### Excerpted text
Start of Block

Friday, February 19, 2010

struggling

It has been a tough month.

My oldest boy is undergoing tests for a lump in his leg that is giving him pain. The initial concern was cancer but the doc is confident that it is not that. However, he is unable to give a certain diagnosis so now we have to see a bone specialist. The emotional rollercoaster I am on regarding this is really taking it's toll on me.

My ex, for the most part, has not been an issue, however today (Friday) he has suddenly announced he can't have the kids this weekend because of work, and my weekend full of plans has just dissolved. He then posted on Facebook that he is going to concerts on Saturday and Sunday. I am not happy at all.

Financially I am struggling. When my ex let me know he wasn't having the kids my first thought was 'how am I going to feed them?' It is not that bad, but it was my first reaction. I am about to go back to uni full-time and I am wondering how the hell we are going to manage for the next couple of yrs. I am working delivering catalogues, I get about $3 an hour. Big change from my library job where I was on about $25 an hour. I am doing it because it is flexible and will fit with uni and kids and derby. It pays for derby and a bit of petrol, it takes a little bit of pressure off.

End of Block

### Supplied information

Start of Block

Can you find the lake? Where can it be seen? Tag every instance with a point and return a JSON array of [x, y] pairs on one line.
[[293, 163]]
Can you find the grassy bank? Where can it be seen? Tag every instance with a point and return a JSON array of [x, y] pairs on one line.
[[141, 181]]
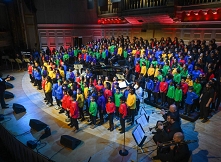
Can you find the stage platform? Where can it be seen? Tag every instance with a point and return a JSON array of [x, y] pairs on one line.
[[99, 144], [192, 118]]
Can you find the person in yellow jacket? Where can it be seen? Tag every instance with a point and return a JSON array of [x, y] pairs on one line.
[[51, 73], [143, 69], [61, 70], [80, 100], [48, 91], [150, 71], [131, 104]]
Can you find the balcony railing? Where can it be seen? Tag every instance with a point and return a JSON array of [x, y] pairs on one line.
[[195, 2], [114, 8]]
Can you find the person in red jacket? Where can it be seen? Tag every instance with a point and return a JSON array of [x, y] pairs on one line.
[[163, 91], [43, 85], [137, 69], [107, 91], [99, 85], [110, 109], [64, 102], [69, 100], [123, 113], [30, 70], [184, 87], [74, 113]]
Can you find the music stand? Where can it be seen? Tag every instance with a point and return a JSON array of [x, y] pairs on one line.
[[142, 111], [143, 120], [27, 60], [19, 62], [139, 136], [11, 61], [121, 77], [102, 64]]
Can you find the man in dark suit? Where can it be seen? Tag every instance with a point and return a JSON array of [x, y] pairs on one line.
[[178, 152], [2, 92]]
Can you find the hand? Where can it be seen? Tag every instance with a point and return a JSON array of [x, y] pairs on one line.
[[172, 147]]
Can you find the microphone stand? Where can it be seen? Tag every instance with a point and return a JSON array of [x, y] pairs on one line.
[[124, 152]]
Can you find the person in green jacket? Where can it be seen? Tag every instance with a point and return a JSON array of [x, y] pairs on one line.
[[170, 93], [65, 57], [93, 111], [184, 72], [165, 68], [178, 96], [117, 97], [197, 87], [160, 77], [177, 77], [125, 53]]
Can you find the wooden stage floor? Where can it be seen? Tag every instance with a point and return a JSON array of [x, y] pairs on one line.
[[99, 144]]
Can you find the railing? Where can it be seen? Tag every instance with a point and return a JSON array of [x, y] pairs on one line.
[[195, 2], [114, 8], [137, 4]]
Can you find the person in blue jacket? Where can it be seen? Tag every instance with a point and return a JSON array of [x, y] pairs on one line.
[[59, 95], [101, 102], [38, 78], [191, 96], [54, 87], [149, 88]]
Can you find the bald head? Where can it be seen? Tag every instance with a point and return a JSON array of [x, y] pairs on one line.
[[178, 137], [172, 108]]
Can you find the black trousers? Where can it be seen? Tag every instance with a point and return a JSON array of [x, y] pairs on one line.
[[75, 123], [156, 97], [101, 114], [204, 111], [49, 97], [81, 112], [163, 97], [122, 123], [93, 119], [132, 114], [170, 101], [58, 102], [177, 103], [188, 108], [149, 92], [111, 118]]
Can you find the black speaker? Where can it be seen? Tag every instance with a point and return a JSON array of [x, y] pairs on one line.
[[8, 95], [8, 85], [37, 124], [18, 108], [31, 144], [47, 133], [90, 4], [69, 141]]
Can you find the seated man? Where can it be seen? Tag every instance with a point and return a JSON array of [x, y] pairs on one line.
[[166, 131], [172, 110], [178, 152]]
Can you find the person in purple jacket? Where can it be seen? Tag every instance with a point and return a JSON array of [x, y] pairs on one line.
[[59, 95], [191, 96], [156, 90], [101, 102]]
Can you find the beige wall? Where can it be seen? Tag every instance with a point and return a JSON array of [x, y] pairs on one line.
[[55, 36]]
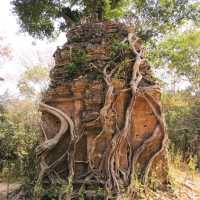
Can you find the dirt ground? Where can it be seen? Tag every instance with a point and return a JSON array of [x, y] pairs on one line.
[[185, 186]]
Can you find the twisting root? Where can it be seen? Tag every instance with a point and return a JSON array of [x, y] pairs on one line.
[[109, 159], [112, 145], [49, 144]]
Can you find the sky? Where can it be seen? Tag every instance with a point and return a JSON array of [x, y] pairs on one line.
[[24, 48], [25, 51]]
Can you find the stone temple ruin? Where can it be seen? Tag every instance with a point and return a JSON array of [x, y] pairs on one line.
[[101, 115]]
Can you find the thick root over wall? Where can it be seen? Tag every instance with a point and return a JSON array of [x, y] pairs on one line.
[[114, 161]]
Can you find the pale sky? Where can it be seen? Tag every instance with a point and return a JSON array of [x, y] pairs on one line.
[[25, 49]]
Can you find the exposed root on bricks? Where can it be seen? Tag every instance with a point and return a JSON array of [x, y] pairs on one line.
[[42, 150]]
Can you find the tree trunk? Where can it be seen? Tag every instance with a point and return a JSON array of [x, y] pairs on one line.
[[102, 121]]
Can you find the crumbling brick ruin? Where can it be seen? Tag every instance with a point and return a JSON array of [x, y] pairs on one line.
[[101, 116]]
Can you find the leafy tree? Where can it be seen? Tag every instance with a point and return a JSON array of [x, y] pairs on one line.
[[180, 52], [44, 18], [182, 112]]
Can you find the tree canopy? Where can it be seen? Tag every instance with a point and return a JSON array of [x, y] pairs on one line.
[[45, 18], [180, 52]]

End of Block
Start of Block

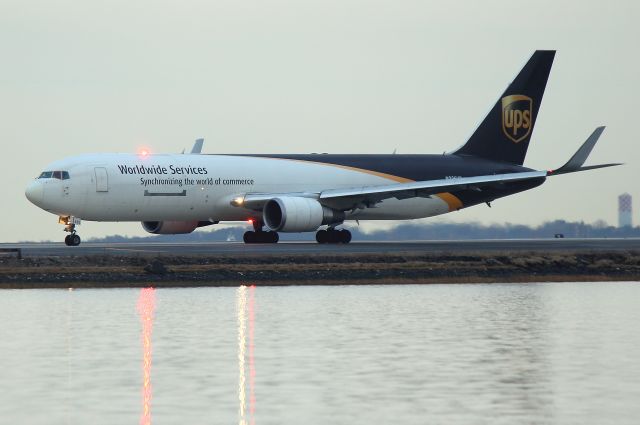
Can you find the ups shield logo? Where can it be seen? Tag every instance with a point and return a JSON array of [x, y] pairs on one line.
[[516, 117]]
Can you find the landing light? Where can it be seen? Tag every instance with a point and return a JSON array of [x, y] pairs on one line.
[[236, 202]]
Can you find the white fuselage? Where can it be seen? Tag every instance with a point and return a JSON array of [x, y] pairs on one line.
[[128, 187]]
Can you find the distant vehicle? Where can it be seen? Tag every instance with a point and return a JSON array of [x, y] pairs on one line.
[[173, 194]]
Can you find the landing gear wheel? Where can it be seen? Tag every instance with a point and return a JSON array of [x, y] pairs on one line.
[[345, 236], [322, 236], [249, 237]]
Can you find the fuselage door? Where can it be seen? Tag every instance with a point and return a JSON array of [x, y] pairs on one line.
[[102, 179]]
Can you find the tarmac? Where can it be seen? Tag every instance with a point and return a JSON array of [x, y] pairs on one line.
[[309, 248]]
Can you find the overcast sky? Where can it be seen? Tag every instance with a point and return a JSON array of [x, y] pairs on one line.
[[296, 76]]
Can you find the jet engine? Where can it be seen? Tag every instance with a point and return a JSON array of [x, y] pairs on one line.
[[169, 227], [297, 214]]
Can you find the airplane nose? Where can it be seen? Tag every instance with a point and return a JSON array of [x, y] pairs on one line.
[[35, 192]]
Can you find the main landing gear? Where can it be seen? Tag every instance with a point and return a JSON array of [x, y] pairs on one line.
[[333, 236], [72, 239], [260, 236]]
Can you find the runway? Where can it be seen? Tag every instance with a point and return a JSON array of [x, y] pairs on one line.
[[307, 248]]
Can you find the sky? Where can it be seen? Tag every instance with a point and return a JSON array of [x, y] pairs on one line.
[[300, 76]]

End of Block

### Description of the task
Write the next part of the "struggling" blog post, starting right after its last sentence.

### Result
I question myself constantly, I am my own worst enemy.

Derby is helping. 200 people came to the first bout. I was in a second one on Valentine's Day and more than 400 people came to that one. I like the friendship, the teamwork, the physical challenge. I think I would be lost without it. If I did not have to turn up to training 3 times a week I would be in bed hiding from the world, or drinking myself into oblivion (except I can't afford the alcohol). It is keeping me sane right now.